Document text start
An economics, investment, trading and policy blog with a focus on Modern Monetary Theory (MMT). We seek the truth, avoid the mainstream and are virulently anti-neoliberalism.
Wednesday, April 22, 2015
Swiss National Bank rising up the ranks of Biggest Policy Maker Idiot list
Swiss National Bank broadened negative interest rate policy by reducing the class of entities that were formerly exempt. This meant deposits related to government, such as pensions. Now they'll have to pay interest to the central bank.
How many ways can you say, "idiots?"
The Swiss National Bank, formerly a relatively obscure institution, is now rapidly rising up the ranks of the list of Biggest Policy Maker Idiots of All Time.
It abruptly ended its EURCHF peg in January, wrecking innocent brokerage firms in the process who were just custodians of customer accounts. (They had no position.)
Document text end
## Request 1
Answer these from the blog post on the Swiss National Bank:
(a) What economic theory does the blog say it focuses on?
(b) What kind of deposits were formerly exempt from the negative interest rate policy?
(c) In what month did the Swiss National Bank end its EURCHF peg?
## Request 2
Extend the blog post on the Swiss National Bank, picking up right after its last sentence.
The data after this has no connection to the blog post on the Swiss National Bank.
Data start
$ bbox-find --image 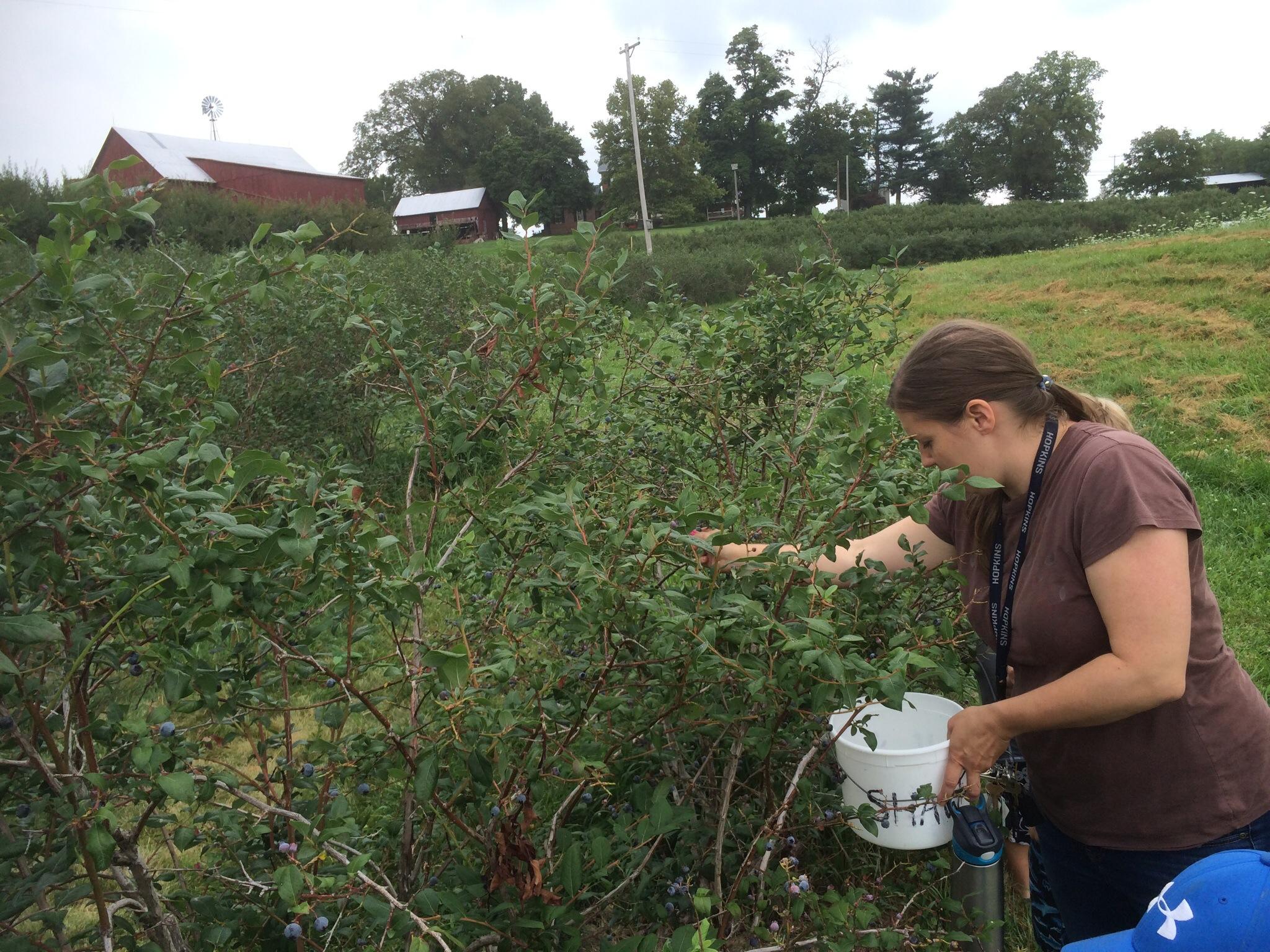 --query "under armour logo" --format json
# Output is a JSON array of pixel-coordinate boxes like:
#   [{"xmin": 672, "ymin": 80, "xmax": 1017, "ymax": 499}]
Data end
## Written answer 1
(a) Modern Monetary Theory (MMT).
(b) Deposits related to government, such as pensions.
(c) January.

## Written answer 2
And why did it end that peg? Your guess is as good as mine, but there is ZERO inability for a central bank to credit users of its own currency. Hong Kong's been doing it for a long time against the dollar. Saudi Arabia, too.
Now the SNB is expanding its negative rates program like that other idiot central bank the ECB (which still sits atop the Policy Maker Idiot rankings). Negative rates are a tax--a confiscation of money--so what is stimulative about that?
Maybe a) they believe this will weaken the Swiss franc and; b) "need" the cash to pay out their traditional dividend payments to the Swiss cantons. (But that's like taking from the cantons and giving it back.)
Suffice it to say none of this makes any sense in a normal world, but in the Bizarro world that we live in today, it all makes perfect sense.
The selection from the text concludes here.